### Brontekst:

Foto: een goed gevulde zaal in Hoogeveen

Veel herkenning bij stagnerend beroepingswerk


Liefst 27 beroepingscommissies hadden zich opgegeven voor de themamiddag over het beroepingswerk in Hoogeveen. In het informele marktgedeelte van 26 september wisselden ze onderlinge ervaringen uit. Dat gaf herkenning. ‘Ik vind het leuk om betrokken mensen te spreken’, zei iemand, ‘ik merk dat het wel goed gaat komen met het koninkrijk van God’.

Uit Overijssel-Flevoland meldden zich diverse beroepingscommissies bij het evenement dat georganiseerd was door het bureau mobiliteit van de PKN in samenwerking met drie noordelijke classes. Dronten, was er, en Hengelo. En er waren aanmeldingen uit: Daarlerveen, Wijhe, Denekamp, Rutten, Vroomshoop en Staphorst De Rank.

Alleen de herkenning was al een verademing. Een enkele beroepingscommissie was al meer dan twee jaar bezig. En dan geldt: gedeelte smart is halve smart. Nader onderzoek wijst uit dat in de regio Groningen-Drenthe zo’n veertig procent van de vacatures langer aanhoudt; in Overijssel-Flevoland is dat twintig procent. In de wandelgangen klonken er verschillende argumenten waarom pastores wegblijven: ‘Mensen hebben een partner die werk moet hebben en dat kunnen we niet bieden’, ‘Mensen vinden het moeilijk te verkassen, omdat ze zich schuldig voelen over de corona-tijd waarin ze weinig zichtbaar waren’, ‘Mensen willen niet naar onze woonplaats komen, omdat er te weinig voorzieningen zijn’, ‘Mensen vinden dat wij te ver weg wonen van de Randstad’.

Het mobiliteitsbureau dat de ontmoeting van beroepingscommissies en pastores organiseerde, kreeg allerlei suggesties om het beroepingswerk te optimaliseren. Zo is iedere beroepingscommissie verplicht een lijstje op te vragen van mogelijk geschikte predikanten. Bij nader onderzoek merken beroepingscommissies dat veel mensen onmiddellijk weer afvallen, omdat ze niet willen verkassen. Moet je die mensen dan wel op een lijstje zetten?

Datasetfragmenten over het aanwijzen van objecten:

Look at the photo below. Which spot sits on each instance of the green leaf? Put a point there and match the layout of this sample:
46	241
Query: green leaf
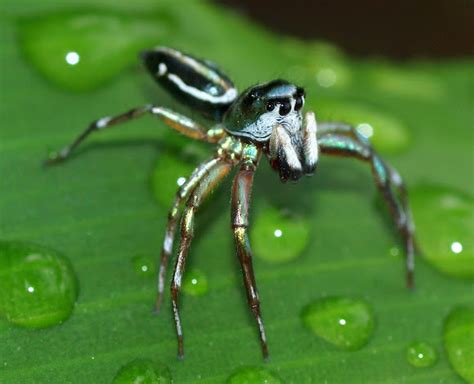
99	209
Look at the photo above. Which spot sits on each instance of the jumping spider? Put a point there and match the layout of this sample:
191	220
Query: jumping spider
265	119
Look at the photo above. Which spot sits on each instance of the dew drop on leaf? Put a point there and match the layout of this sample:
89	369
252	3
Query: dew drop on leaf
143	371
144	266
421	354
345	323
459	341
81	50
38	287
278	237
195	283
253	375
444	220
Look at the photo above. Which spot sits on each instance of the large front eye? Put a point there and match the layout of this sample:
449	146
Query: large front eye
285	108
299	103
270	106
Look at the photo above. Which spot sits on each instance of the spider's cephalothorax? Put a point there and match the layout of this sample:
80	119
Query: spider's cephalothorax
265	119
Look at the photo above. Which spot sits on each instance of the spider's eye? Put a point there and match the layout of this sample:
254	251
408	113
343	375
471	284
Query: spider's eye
298	103
285	107
270	106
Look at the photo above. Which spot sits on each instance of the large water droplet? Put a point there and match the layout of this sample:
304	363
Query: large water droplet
346	323
144	266
277	236
38	287
81	50
195	283
459	341
253	375
444	219
421	354
385	132
143	371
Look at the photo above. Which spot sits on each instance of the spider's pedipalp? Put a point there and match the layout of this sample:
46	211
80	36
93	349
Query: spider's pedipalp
342	140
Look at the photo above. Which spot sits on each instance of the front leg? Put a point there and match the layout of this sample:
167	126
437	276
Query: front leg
241	192
343	140
175	120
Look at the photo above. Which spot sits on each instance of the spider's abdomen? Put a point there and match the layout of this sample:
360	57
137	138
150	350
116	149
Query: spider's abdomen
197	83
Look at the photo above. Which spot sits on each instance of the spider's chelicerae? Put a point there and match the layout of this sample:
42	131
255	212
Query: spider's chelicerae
265	119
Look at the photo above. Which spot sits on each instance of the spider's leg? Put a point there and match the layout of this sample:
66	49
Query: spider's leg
343	140
175	120
173	217
241	193
208	182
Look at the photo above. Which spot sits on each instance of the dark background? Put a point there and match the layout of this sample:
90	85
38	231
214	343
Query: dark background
398	29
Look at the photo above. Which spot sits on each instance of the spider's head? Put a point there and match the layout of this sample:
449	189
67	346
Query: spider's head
259	109
269	115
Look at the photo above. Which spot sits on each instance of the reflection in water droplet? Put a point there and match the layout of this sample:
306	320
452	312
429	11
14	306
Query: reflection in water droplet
365	130
444	224
195	283
277	237
144	266
253	375
459	341
143	371
81	50
346	323
38	287
169	167
421	354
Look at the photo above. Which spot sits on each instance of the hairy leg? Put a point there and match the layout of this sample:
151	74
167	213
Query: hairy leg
208	182
173	216
241	193
176	121
343	140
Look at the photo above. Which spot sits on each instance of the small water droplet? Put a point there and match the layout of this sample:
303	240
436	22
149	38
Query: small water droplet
195	283
346	323
38	287
421	354
444	228
171	171
81	50
253	375
458	338
277	236
144	266
143	371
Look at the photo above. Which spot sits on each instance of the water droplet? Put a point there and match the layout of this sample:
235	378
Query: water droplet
169	173
195	283
144	266
143	371
253	375
38	287
459	341
346	323
421	354
278	237
386	133
81	50
444	228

### Opdracht:
Geef uit het artikel over het beroepingswerk de passage van "Het mobiliteitsbureau dat" tot en met "een lijstje zetten?" woordelijk weer. De records spelen hier geen enkele rol.

### Antwoord:
Het mobiliteitsbureau dat de ontmoeting van beroepingscommissies en pastores organiseerde, kreeg allerlei suggesties om het beroepingswerk te optimaliseren. Zo is iedere beroepingscommissie verplicht een lijstje op te vragen van mogelijk geschikte predikanten. Bij nader onderzoek merken beroepingscommissies dat veel mensen onmiddellijk weer afvallen, omdat ze niet willen verkassen. Moet je die mensen dan wel op een lijstje zetten?